- Opening Delimiter -

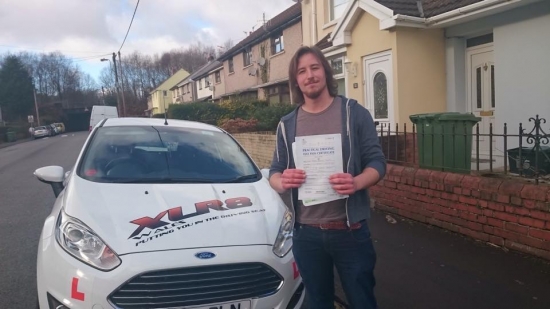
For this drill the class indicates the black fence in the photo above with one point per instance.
(454, 146)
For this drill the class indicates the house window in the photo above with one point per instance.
(278, 94)
(337, 8)
(492, 86)
(479, 40)
(247, 57)
(478, 87)
(230, 63)
(337, 65)
(277, 44)
(380, 87)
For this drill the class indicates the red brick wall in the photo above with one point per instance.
(504, 212)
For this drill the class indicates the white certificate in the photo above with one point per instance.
(319, 156)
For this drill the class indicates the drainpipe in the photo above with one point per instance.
(314, 22)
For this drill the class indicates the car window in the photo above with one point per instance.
(132, 154)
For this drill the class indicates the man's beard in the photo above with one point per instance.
(315, 93)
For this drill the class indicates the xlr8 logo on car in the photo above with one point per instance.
(168, 221)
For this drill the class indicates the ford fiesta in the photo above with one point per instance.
(165, 214)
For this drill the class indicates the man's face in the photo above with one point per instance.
(311, 76)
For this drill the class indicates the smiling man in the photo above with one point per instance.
(332, 233)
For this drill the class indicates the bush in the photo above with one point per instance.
(239, 125)
(241, 108)
(199, 111)
(269, 116)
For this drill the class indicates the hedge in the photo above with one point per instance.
(234, 115)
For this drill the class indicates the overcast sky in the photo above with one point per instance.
(85, 28)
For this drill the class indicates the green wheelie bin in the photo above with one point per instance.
(11, 136)
(444, 140)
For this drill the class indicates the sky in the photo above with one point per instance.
(82, 29)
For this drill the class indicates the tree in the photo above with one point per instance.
(16, 89)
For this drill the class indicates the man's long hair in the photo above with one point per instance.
(297, 95)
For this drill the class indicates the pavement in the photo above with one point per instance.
(423, 266)
(6, 144)
(418, 265)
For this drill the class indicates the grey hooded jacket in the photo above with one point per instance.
(360, 148)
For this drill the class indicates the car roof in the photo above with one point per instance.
(136, 121)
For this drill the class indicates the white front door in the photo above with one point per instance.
(379, 87)
(481, 95)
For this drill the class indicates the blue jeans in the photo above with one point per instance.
(317, 251)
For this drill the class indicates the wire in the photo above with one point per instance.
(44, 50)
(129, 27)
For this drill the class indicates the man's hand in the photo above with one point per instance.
(343, 183)
(292, 178)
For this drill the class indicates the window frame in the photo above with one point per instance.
(280, 38)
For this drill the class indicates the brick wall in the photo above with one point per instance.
(260, 146)
(500, 211)
(504, 212)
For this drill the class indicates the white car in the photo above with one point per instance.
(159, 214)
(41, 132)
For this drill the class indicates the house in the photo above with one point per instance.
(408, 57)
(197, 86)
(161, 97)
(185, 91)
(393, 72)
(207, 81)
(257, 67)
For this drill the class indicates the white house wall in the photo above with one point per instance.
(521, 45)
(522, 69)
(204, 92)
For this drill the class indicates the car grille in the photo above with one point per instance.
(197, 286)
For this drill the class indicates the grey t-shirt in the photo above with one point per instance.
(328, 121)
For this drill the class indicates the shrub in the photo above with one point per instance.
(199, 111)
(269, 116)
(239, 125)
(241, 108)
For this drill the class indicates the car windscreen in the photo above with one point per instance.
(146, 154)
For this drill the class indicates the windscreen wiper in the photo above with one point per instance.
(159, 180)
(244, 178)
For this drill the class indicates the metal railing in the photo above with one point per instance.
(466, 150)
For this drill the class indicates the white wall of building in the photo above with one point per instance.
(205, 91)
(522, 73)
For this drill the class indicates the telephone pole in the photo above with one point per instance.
(122, 82)
(116, 83)
(36, 106)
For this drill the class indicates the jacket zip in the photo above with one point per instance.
(349, 157)
(288, 166)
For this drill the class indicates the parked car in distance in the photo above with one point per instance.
(41, 131)
(100, 112)
(60, 127)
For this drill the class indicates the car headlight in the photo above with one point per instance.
(283, 243)
(82, 243)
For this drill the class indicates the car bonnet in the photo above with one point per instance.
(133, 218)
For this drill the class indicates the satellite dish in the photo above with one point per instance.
(252, 71)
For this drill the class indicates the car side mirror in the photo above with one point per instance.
(52, 175)
(265, 173)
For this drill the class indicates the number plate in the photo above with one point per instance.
(233, 305)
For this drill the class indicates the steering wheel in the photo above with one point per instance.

- Closing Delimiter -

Exercise directions: Begin with the line that contains "For this drill the class indicates the telephone" and quote each line after it exactly, stopping after the last line of the data.

Output:
For this drill the class indicates the telephone pole in the photo above with one point per instance.
(122, 82)
(116, 83)
(36, 106)
For this drill the class indicates the jacket zip in the photo above with one point per instance.
(349, 157)
(288, 166)
For this drill the class indicates the parked car in distance in the photo above with one point per instance.
(41, 131)
(100, 112)
(60, 127)
For this drill the class indicates the car headlight in the photo above with one point per instance.
(283, 243)
(82, 243)
For this drill the class indicates the car bonnet in the photo above with one point per instance.
(133, 218)
For this drill the class indicates the satellite dish in the photo above with one point per instance.
(252, 71)
For this drill the class indicates the car side mirror in the photo above with one point per instance.
(52, 175)
(265, 173)
For this drill the class indicates the number plate in the photo above with one point per instance.
(233, 305)
For this drill the class indicates the steering wheel in the photo above with one point per instance.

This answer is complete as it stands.